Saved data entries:
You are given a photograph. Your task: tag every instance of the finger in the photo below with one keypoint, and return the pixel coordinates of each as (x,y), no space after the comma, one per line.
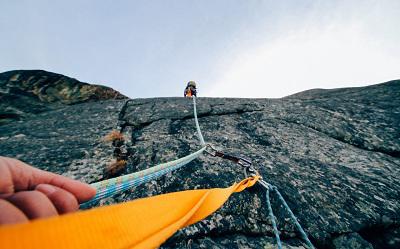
(25,177)
(63,200)
(82,191)
(10,214)
(34,204)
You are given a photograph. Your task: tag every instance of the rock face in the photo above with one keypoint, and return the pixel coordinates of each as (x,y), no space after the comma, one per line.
(333,154)
(24,93)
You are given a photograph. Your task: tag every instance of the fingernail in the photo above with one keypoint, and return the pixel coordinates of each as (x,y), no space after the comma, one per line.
(46,189)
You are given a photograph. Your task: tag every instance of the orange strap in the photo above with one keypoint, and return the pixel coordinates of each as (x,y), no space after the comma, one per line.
(142,223)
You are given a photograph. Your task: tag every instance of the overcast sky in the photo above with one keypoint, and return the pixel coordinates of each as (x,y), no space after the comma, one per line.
(231,48)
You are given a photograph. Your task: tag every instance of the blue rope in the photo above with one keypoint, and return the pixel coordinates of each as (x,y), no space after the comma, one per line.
(269,187)
(272,217)
(294,219)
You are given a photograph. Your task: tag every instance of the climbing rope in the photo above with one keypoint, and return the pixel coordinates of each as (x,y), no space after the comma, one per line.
(119,184)
(272,217)
(112,186)
(269,187)
(202,143)
(250,170)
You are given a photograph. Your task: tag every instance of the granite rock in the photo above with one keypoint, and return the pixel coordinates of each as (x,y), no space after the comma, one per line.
(333,154)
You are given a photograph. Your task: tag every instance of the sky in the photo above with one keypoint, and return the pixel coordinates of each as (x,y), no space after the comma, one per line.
(231,48)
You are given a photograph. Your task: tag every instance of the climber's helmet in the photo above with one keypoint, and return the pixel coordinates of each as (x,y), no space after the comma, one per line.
(191,84)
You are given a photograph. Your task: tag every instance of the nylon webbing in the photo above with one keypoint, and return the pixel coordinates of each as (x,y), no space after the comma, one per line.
(119,184)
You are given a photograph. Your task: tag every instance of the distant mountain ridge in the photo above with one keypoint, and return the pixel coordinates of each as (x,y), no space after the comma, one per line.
(333,154)
(27,92)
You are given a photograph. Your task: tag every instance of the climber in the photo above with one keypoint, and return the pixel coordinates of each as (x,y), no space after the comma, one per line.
(190,89)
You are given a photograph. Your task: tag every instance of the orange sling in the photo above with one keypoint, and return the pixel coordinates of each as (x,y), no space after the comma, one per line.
(142,223)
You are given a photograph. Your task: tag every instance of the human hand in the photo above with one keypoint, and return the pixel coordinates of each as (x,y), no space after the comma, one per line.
(29,193)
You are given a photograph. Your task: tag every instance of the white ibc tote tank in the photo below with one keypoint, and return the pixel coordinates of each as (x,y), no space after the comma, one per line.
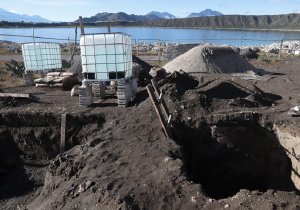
(106,56)
(41,56)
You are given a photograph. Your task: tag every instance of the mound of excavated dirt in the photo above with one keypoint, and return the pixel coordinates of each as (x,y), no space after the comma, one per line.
(209,59)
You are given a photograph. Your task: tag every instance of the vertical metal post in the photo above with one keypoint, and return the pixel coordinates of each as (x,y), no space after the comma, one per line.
(81,25)
(158,43)
(281,44)
(63,132)
(33,36)
(108,27)
(138,47)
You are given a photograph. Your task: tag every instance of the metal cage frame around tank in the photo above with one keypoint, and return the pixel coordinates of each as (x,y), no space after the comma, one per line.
(113,65)
(44,59)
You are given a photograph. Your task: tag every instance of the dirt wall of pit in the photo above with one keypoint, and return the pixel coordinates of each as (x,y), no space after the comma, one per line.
(38,134)
(290,140)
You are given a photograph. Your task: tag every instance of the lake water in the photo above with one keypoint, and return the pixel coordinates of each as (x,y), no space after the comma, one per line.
(230,37)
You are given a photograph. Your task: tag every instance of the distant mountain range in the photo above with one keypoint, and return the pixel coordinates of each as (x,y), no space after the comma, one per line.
(154,15)
(120,16)
(164,15)
(13,17)
(205,13)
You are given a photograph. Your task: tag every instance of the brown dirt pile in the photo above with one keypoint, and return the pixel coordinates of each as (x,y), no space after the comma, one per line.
(209,59)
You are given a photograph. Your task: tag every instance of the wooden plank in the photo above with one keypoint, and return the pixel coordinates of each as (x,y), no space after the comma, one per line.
(159,113)
(16,95)
(63,132)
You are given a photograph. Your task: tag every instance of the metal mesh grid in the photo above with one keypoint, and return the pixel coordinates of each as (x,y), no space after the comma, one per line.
(41,56)
(106,56)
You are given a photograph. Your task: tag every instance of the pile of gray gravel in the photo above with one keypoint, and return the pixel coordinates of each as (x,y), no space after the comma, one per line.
(209,59)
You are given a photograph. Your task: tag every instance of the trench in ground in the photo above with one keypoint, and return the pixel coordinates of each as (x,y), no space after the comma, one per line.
(29,140)
(228,157)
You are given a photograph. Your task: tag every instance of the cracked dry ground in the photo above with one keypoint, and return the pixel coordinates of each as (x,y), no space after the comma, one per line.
(236,147)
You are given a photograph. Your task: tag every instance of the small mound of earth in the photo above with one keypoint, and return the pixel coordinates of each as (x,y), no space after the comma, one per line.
(209,59)
(13,102)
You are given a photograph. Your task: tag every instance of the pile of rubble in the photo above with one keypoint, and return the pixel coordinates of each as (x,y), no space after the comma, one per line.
(288,47)
(209,59)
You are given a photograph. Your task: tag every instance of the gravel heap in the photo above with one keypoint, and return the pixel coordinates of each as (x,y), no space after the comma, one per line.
(288,47)
(209,59)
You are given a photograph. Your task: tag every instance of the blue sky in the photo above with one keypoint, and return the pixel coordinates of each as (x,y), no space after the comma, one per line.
(69,10)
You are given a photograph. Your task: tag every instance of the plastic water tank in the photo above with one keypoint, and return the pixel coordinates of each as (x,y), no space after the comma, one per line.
(106,56)
(41,56)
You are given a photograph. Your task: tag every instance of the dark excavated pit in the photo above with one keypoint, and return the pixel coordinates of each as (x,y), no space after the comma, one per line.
(29,140)
(227,157)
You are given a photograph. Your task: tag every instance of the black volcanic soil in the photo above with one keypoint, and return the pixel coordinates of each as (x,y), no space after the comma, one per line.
(119,158)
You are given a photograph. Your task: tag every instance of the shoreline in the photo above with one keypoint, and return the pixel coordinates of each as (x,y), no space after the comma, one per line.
(200,28)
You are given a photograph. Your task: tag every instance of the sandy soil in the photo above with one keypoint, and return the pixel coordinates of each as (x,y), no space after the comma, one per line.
(119,158)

• SHORT EXERCISE:
Transcribe all of the entries word for word, but skip any pictures they contain.

• TASK ANSWER:
You are given a photograph. Your task: tag every instance of the finger in the photo below with one keypoint, and return the pixel coordinates of each as (x,y), no space after the comma, one per line.
(25,177)
(63,200)
(82,191)
(10,214)
(34,204)
You are given a photograph. Your task: tag every instance of the rock face in the photo above with one keypoint, and return the pixel coordinates of each as (x,y), no space after the comma, one per line.
(333,154)
(24,93)
You are given a photograph. Your task: tag every instance of the fingernail in the photo above with one keypoint, and return the pixel coordinates of each as (x,y), no space after the comma, one per line.
(46,189)
You are given a photograph. Your task: tag every instance of the orange strap in the photo above with one keypoint, and return the pixel coordinates of each as (x,y), no space after the comma, one per line.
(142,223)
You are given a photograph. Your task: tag every instance of the overcast sky in the photo above with one keypoint, and return the pixel coordinates of each as (x,y), no space after the comma, one per line.
(231,48)
You are given a photograph. Your task: tag every instance of the blue rope in the photo above with one keypoint, and return the pixel coordinates of each as (x,y), no space after the comma, one per line.
(269,187)
(272,217)
(294,219)
You are given a photograph. Your task: tag every instance of the climbing rope in the photo above with one keypoint, and return the pixel coordinates of each as (x,y), no space after the comma, one per line.
(119,184)
(272,217)
(112,186)
(269,187)
(202,143)
(250,170)
You are given a photograph. Your task: tag every instance of the granite rock in the photo above with one keypoint, and return the pixel coordinates of each as (x,y), no space after the comma, one per line.
(333,154)
You are given a photograph. Your task: tag every instance of the sky in the photo above with one keypoint, and return the pixel coordinates of each as (x,y), no space after the comma, one per line.
(231,48)
You are given a photograph. Your task: tag every instance of the climber's helmet in the photo above with one keypoint, and return the pixel coordinates of each as (x,y), no space after the comma, one per line.
(191,84)
You are given a photograph. Your task: tag every instance of the nylon webbing in the photo above with one keypoint, and return the pixel coordinates of each as (x,y), no space after the comma, one per line.
(119,184)
You are given a photograph. Your task: tag every instance of the distant mountain ridge in the photo above with one keypoint, and return the pixel coordinates of each as (x,y), no space after the comma, one per line.
(333,154)
(27,92)
You are given a photograph. Your task: tag every instance of the climber in the photo above with one keypoint, and return the pixel coordinates of each as (x,y), no space after the comma, one per line.
(190,89)
You are given a photograph. Your task: tag every instance of the orange sling in the photo above with one keypoint, and return the pixel coordinates of each as (x,y), no space after the comma, one per line.
(142,223)
You are given a photograph. Your task: tag every instance of the human hand in the photo above with one keypoint, and return the pixel coordinates of each as (x,y), no space after the comma, one per line.
(29,193)
You are given a photograph. Your task: tag every instance of the white ibc tote tank in the photo below with one keypoint, and return the pixel coordinates of each as (x,y), no space after the comma, one per line.
(106,56)
(41,56)
You are given a photograph. Your task: tag every instance of the mound of excavated dirt in the photo above with one keypoint, and return the pixel coordinates of each as (x,y), no space after the comma, one per line.
(209,59)
You are given a photograph. Your task: tag every instance of the vertical metal post in the photo above with one keypoint, and return the pixel coordinates of each as (x,y), no space after the comma, one per line.
(81,25)
(158,43)
(281,44)
(63,132)
(33,36)
(108,27)
(138,47)
You are given a photograph. Your task: tag every instance of the metal cage frame around tank in the photo above with one keypoint, and return the pixel coordinates of each as (x,y), no space after the comma, one per line.
(113,65)
(44,59)
You are given a photograph. Your task: tag every instance of the dirt wall of pit in the photo above with one keypoint, and return the pixel coordinates of each as (x,y), no space after the comma, one per line.
(38,134)
(290,140)
You are given a photograph. Your task: tag every instance of the lake water in the photo above with one keypoint, and return the pixel coordinates of each as (x,y), no space after the comma, one per line.
(230,37)
You are given a photograph. Your task: tag every instance of the distant mountain range in the photo above with one keypoint, and return the pixel coordinates of each as (x,y), no space after the comma, one per line.
(154,15)
(120,16)
(164,15)
(13,17)
(205,13)
You are given a photograph. Your task: tag every instance of the brown dirt pile in the photo above with one keypoint, and return the pixel coordinates of each as (x,y), no space after the comma, one per line.
(209,59)
You are given a photograph. Your task: tag every instance of the wooden plank in the photo above with one keypoint, and return the pixel coordinates of each as (x,y), no space after the comma, one per line.
(159,113)
(16,95)
(63,132)
You are given a photograph. Your task: tag every instance of the metal mesh grid in the photo above with one keypoint, and return the pixel coordinates of each as (x,y), no space after the comma, one per line.
(41,56)
(106,56)
You are given a photograph. Your task: tag every instance of the pile of gray gravel in the photo above with one keypoint, and return the pixel coordinates of each as (x,y), no space after the comma, one per line.
(209,59)
You are given a photograph. Your task: tag every instance of the trench in ground in the photo above with one keypoint, and return the pixel coordinates of each as (x,y), no space after the comma, one per line.
(29,140)
(228,157)
You are given a photograph. Your task: tag every instance of the cracked dry ground in the photo above with one keypoint, and return the pixel coordinates of each as (x,y), no space after the comma, one per line.
(236,147)
You are given a photograph. Your task: tag every instance of the small mound of earth in the photo above with one keypoint, and return the pixel coordinates of each as (x,y), no space after the comma, one per line.
(209,59)
(13,102)
You are given a photograph. Your task: tag every instance of the pile of rubble in the photo above with one keypoint, and return the pixel coordinates of each as (x,y), no space after the comma, one per line.
(288,47)
(209,59)
You are given a photograph. Your task: tag every instance of the gravel heap in the photo above with one keypoint, and return the pixel coordinates of each as (x,y), no space after the comma, one per line.
(288,47)
(209,59)
You are given a photograph. Your task: tag every instance of the blue sky in the photo above with one keypoint, and return the pixel coordinates of each as (x,y), no space after the comma, one per line.
(69,10)
You are given a photograph. Your task: tag every instance of the plastic water tank in the photo above with one keypoint, and return the pixel coordinates of each as (x,y), no space after the comma, one per line.
(106,56)
(41,56)
You are given a photograph. Your task: tag every instance of the dark excavated pit in the photo above with one keypoint, and return the pixel coordinates of each as (x,y), no space after the comma, one per line.
(29,140)
(227,157)
You are given a photograph. Your task: tag every instance of the black volcanic soil in the photo above with one keypoint, and return the pixel coordinates of each as (x,y), no space after the comma, one per line.
(119,158)
You are given a photograph. Your task: tag every instance of the shoreline in the photo above with one keypoint, and return the pixel coordinates of each as (x,y), no space after the comma, one per line.
(200,28)
You are given a photograph. Your task: tag every instance of the sandy soil in the photo above with one keypoint, and return the pixel coordinates of each as (x,y), no space after the comma, one per line.
(119,158)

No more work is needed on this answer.